After the email exchange with the student counselor, I spoke with Damien in a Zoom session…now the preferred method of communication. Listening attentively, his internal dissonance apparent, I felt compassionate sympathy with his need to drop the course. However, I countered with the reasons why Damien had to preserve toward completion. While I clearly understood the pressures of work, family and a punishing MBA program, he was too close to the finish line to withdraw. This is a course in entrepreneurship, I exhorted. Being an entrepreneur is about overcoming obstacles, about adapting, about risk-taking, agility and determination and how to respond when a severe indiscriminate setback to your routine and finances forces you to swivel in a new direction.
While you are one of America’s heroes on the vanguard of the battlefield in the university emergency room, there is another epic battle waging which is the financial calamity that is destroying our economy, among others worldwide. I submit to you, show your mettle, demonstrate to your colleagues, family and classmates that you can do this, and in fact, as your professor, I will help you in the process. You will be granted an extension on your assignments just as businesses are making concessions for their consumers for late payments. We are all in this together; this is not your fight alone.

§ How to complete this task
In the text about Damien, what subject is the course he wants to drop? The lines have no connection to the text about Damien.

§ Record extracts

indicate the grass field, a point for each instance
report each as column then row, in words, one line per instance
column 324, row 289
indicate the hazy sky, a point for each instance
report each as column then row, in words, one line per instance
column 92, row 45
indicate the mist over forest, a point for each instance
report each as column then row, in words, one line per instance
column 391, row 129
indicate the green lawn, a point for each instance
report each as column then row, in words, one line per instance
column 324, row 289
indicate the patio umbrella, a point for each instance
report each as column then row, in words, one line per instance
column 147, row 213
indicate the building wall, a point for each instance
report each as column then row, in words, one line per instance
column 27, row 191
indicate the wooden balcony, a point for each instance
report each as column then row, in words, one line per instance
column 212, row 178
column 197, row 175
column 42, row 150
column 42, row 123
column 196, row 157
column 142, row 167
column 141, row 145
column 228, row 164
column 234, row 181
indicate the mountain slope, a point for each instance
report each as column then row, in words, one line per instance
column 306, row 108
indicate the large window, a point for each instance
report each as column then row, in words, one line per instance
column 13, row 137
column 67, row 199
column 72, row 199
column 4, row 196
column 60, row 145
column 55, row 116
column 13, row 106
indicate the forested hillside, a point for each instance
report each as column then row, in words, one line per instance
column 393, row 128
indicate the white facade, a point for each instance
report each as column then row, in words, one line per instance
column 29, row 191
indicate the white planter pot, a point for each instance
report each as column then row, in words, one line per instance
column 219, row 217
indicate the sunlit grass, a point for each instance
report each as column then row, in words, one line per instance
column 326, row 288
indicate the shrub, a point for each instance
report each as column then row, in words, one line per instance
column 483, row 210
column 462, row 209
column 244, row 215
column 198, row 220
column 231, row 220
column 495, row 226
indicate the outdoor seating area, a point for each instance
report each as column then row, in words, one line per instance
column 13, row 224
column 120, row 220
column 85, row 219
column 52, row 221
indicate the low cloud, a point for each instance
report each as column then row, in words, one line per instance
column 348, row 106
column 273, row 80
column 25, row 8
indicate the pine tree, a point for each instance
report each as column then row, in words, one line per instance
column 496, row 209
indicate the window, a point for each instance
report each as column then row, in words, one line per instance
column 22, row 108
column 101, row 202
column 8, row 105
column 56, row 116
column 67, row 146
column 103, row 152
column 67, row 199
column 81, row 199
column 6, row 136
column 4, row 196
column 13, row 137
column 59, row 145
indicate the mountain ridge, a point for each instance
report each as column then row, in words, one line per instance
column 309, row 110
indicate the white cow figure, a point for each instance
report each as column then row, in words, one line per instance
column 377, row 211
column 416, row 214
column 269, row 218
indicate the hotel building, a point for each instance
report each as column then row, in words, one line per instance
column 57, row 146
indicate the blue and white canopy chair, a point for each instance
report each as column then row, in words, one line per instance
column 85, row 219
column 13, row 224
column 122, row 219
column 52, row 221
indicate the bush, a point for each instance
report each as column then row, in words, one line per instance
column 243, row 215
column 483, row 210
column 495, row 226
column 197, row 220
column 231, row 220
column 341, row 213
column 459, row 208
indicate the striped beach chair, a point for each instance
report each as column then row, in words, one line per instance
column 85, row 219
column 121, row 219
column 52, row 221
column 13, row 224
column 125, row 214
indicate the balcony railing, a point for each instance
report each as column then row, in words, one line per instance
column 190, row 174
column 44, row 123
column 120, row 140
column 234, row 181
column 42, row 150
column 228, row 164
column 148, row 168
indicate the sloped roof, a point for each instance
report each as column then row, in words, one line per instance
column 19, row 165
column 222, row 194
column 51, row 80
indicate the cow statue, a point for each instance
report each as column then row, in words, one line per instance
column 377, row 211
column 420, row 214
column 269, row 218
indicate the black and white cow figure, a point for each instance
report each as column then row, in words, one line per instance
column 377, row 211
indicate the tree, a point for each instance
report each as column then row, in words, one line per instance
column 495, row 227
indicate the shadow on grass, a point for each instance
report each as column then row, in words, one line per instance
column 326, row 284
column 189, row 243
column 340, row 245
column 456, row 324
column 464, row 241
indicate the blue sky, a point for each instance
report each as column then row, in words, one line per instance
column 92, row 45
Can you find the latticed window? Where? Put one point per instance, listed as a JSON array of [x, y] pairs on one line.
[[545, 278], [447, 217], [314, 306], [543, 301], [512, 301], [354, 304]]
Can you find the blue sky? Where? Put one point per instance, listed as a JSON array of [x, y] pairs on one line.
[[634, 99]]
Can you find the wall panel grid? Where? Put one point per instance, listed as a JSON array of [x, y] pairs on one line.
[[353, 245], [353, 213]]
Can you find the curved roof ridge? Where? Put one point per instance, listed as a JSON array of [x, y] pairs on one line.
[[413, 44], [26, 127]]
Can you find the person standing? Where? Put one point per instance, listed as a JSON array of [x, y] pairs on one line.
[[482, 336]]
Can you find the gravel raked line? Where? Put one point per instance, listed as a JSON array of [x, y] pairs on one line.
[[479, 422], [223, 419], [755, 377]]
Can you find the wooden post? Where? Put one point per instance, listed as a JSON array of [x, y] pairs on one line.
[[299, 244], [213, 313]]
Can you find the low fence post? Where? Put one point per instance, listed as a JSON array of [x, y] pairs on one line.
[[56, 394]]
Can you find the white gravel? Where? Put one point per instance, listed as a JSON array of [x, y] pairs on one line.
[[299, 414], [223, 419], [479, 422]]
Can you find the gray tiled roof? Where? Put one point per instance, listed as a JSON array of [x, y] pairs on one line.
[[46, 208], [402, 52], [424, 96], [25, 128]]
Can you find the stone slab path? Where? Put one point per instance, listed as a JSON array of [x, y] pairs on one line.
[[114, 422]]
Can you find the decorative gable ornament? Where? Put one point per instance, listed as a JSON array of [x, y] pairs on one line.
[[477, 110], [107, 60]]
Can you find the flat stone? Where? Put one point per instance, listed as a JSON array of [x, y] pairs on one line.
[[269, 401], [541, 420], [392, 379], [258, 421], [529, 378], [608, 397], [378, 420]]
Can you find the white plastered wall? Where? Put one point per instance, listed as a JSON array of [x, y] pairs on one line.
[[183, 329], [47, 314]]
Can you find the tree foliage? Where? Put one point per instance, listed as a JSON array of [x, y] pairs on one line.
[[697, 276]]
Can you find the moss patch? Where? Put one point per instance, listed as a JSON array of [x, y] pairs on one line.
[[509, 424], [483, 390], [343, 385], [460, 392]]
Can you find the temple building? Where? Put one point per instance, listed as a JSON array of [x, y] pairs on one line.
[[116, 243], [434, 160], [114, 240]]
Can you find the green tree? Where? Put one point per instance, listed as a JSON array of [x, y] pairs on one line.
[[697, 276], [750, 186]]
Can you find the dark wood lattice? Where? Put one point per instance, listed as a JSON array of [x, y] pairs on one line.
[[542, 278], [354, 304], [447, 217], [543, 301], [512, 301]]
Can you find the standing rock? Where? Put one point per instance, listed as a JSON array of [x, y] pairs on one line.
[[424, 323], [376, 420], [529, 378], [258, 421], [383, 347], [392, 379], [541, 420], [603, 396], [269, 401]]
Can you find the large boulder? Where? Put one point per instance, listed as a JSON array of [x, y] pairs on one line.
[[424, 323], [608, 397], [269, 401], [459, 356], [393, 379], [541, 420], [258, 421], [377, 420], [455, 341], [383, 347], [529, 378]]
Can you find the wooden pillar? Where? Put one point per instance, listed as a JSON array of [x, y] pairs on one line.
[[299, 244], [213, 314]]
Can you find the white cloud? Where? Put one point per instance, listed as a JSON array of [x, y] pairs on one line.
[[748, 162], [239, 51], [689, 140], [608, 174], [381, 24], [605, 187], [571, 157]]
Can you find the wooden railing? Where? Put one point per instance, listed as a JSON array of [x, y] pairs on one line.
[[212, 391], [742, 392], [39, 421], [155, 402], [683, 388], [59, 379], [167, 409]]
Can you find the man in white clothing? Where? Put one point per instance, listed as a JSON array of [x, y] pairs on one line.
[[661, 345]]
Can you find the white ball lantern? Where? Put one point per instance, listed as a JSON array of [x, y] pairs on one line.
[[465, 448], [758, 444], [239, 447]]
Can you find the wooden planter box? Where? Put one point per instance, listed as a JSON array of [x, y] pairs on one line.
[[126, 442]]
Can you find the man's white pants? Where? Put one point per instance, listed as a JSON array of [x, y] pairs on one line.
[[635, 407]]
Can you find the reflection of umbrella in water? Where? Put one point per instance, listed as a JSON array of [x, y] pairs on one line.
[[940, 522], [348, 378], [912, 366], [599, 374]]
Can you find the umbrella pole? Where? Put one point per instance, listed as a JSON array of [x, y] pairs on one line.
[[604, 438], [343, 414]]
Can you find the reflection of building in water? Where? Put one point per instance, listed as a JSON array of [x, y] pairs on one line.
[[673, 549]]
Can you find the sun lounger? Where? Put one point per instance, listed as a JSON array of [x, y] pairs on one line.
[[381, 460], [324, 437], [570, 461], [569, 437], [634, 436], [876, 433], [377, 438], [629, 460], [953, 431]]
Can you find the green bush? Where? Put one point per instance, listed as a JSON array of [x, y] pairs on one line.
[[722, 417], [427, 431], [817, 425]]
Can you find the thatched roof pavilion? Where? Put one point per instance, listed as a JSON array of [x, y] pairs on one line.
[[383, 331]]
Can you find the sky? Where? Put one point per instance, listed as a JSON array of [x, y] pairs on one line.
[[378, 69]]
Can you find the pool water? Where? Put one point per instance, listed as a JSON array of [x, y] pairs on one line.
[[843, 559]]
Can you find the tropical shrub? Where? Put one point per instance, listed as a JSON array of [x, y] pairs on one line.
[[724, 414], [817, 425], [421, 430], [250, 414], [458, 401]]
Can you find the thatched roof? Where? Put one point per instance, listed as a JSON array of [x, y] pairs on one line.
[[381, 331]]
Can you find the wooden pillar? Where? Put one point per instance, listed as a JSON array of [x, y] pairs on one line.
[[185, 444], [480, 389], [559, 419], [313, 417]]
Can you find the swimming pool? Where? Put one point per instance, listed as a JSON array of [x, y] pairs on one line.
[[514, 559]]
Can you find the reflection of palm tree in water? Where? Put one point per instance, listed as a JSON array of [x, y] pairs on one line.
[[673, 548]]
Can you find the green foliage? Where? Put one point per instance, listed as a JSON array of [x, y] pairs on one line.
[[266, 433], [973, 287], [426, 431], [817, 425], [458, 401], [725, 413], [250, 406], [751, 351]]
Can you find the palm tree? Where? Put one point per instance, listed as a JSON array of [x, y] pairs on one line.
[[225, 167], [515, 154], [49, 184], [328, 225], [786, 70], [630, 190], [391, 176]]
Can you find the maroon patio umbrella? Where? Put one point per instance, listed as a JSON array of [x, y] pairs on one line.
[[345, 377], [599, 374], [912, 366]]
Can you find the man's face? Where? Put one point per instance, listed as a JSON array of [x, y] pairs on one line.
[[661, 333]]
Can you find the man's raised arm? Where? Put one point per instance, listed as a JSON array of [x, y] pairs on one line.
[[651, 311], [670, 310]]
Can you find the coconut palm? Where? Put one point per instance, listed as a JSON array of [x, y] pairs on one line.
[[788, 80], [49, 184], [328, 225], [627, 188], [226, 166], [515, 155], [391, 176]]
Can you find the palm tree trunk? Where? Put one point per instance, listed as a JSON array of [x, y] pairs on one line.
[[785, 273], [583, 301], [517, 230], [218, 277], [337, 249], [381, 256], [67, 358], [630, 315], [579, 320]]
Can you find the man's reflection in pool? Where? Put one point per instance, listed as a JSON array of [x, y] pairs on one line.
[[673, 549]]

§ Answer box
It is a course in entrepreneurship.